Nas outras religiões mundiais há outros significados de “salvação”. Nelas há um significado de transformação da existência humana no sentido filosófico que tudo o que é criado tem destino de crescer, de evoluir e se transformar e sublimar como a borboleta que ganha asas depois da transformação do seu ser. Não inclui culpa nem castigo.

Historicamente, derivado de nossas origens judaicas, desenvolvemos o conceito judaico de culpa, castigo e terceirização: terceirizamos o castigo no bode expiatório e cantamos vitória enquanto continuamos muitas vezes alienados. Além disso, herdamos também dos judeus as pretensões exclusivistas de sermos os melhores e temos a melhor religião e a salvação ao nosso alcance. Com efeito a Torá, a Lei, para os judeus era o único caminho de salvação. Eles tinham escrito: “A Sabedoria diz, em mim encontra-se o caminho de toda a verdade, da virtude e da vida”(Prov.cap.8). E os evangelhos foram aí, e copiaram e aplicaram a Jesus: “Eu sou o caminho, a verdade e a vida”(Jo.14,6). Para citar um exemplo, nestes dias houve o X Encontro mundial das Famílias em Roma. O Papa Francisco orou pela situação das famílias que tiveram que seguir em frente por outras opções para “encontrarem outro caminho do amor”. Vale dizer, não há só o caminho do matrimônio inicial; se por ventura não deu certo há outro caminho de exercitar o amor. A Igreja pretende colaborar agora com a felicidade do novo casal, e não no papel do fariseu. Mas tem eclesiásticos que condenam os casais em segundas núpcias ao inferno. Repare bem, na época de santo Agostinho as crianças sem batismo também eram condenadas ao inferno, só que agora não, pois a Constituição Teológica Internacional declarou que elas têm entrada direta no céu, e também as que foram abortadas. (www.vaticano,28 abr.07/01:58 am (ACI). Ai, esses que condenam os tais casais, quando irão dizer que também os casais em segunda união estão no caminho do céu? E “eles” que condenam com tanta facilidade, para onde irão?...

- [O que fazer]:
a – No texto sobre a salvação, liste todos os verbos que dizem o destino de tudo o que é criado, no sentido filosófico das outras religiões mundiais.
b – Escreva a continuação do texto sobre a salvação, começando logo depois da última frase.

- [Listagem apresentada]:
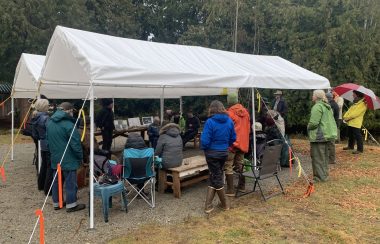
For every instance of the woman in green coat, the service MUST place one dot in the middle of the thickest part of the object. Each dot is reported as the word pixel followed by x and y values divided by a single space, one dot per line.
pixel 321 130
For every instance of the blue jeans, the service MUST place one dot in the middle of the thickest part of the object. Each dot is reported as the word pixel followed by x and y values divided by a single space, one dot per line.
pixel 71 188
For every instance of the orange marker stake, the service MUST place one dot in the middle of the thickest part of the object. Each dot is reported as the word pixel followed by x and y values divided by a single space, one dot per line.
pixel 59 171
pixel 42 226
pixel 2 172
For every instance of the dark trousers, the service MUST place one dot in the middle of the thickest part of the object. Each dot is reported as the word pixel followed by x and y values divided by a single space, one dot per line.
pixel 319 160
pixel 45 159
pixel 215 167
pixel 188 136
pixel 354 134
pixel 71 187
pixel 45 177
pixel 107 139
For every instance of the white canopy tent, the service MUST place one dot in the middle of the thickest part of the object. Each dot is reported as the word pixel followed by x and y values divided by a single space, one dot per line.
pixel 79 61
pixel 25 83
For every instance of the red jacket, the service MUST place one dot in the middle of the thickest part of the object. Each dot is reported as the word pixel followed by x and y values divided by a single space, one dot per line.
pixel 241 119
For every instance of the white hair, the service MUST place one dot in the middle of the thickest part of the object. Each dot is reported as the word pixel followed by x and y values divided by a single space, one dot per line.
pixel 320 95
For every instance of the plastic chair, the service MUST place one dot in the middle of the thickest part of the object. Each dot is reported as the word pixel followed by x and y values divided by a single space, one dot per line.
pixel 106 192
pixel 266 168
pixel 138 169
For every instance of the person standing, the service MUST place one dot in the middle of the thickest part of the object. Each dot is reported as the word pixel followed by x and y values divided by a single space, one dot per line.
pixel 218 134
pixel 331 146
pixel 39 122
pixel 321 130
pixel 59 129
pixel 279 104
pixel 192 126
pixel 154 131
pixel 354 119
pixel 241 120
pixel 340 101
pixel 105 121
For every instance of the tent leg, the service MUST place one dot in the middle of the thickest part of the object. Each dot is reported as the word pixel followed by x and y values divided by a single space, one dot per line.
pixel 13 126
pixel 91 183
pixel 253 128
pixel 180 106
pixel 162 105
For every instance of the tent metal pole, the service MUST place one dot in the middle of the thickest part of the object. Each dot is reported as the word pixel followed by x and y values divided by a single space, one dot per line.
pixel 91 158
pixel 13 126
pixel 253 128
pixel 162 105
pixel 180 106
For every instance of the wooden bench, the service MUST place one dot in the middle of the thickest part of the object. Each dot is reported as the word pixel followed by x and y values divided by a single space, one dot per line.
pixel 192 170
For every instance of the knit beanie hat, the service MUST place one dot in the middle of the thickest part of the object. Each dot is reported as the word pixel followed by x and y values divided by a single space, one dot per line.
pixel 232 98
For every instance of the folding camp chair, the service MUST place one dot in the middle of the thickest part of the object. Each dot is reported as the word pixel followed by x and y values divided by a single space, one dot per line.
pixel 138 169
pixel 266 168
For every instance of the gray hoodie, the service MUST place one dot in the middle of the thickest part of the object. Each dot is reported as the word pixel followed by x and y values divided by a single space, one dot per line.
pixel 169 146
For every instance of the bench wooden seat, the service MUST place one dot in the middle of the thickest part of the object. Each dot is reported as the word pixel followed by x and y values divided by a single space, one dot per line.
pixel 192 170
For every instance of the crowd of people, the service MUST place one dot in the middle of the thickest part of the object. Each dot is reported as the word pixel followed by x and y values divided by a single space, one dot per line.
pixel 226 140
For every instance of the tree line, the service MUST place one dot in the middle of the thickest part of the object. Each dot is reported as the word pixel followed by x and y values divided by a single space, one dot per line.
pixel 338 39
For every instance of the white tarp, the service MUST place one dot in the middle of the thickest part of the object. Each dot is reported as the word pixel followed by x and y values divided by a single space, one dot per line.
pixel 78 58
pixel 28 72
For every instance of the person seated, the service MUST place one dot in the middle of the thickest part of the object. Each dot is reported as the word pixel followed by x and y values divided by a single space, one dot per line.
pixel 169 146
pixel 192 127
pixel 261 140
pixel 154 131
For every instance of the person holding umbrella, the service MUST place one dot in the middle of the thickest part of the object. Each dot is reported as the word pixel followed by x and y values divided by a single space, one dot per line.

- [Resultados]:
a – crescer, evoluir, se transformar, sublimar

b –
Portanto, o conceito de salvação é abrangente, e ainda não está esgotado. Só para dar mais outro exemplo, vejamos como era severamente castigado o adultério no Antigo Testamento: “os dois serão réus de morte”(Lv.20,10), no entanto como era fácil o divórcio: “se o homem encontrar na esposa algo que lhe desagrade, dê-lhe documento de divórcio” (Dt.24,1).

Retomemos o conceito de salvação. Apesar das declarações da própria Igreja que os 11 primeiros capítulos do Gênesis são uma parábola ou mitos, no entanto ainda todo nosso imaginário continua grudado na letra da queda original. Não nos damos conta de que a humanidade e a ciência caminham mais além, isto é, nos caminhos de uma nova cosmologia e antropologia. Por isso achamos que não é adequado se basear nas projeções dessa teoria religiosa de uma cosmologia que não é mais a de hoje para fazer dela um padrão universal de “salvação” para todas as religiões do mundo (cf.C.Geffré Babel a Pentecostes, p.265).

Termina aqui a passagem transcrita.